Provided data:
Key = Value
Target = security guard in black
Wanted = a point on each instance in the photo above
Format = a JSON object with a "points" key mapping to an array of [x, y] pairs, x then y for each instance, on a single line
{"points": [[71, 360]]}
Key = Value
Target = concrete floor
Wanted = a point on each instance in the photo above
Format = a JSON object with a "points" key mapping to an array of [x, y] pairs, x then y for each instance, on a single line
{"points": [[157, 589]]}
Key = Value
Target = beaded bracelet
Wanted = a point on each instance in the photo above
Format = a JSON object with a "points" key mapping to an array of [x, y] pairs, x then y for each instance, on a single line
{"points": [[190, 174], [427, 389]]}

Exercise description:
Please set down all the data word for word.

Task response:
Key = Value
Target = security guard in black
Wanted = a point on each instance in the photo above
Format = a JSON object with a "points" key mapping to an array of [x, y] pairs, x then y for each instance, on a single line
{"points": [[71, 360]]}
Key = Value
Target = concrete floor
Wanted = a point on each instance in the photo above
Format = a JSON object with a "points" key mapping to an array of [x, y] pairs, x then y for each instance, on a single line
{"points": [[157, 589]]}
Key = Value
Target = beaded bracelet
Wanted = a point on each instance in the photo above
Format = a JSON object with a "points" key mapping to an array of [x, y] pairs, x then y for each instance, on a single line
{"points": [[190, 174], [427, 389]]}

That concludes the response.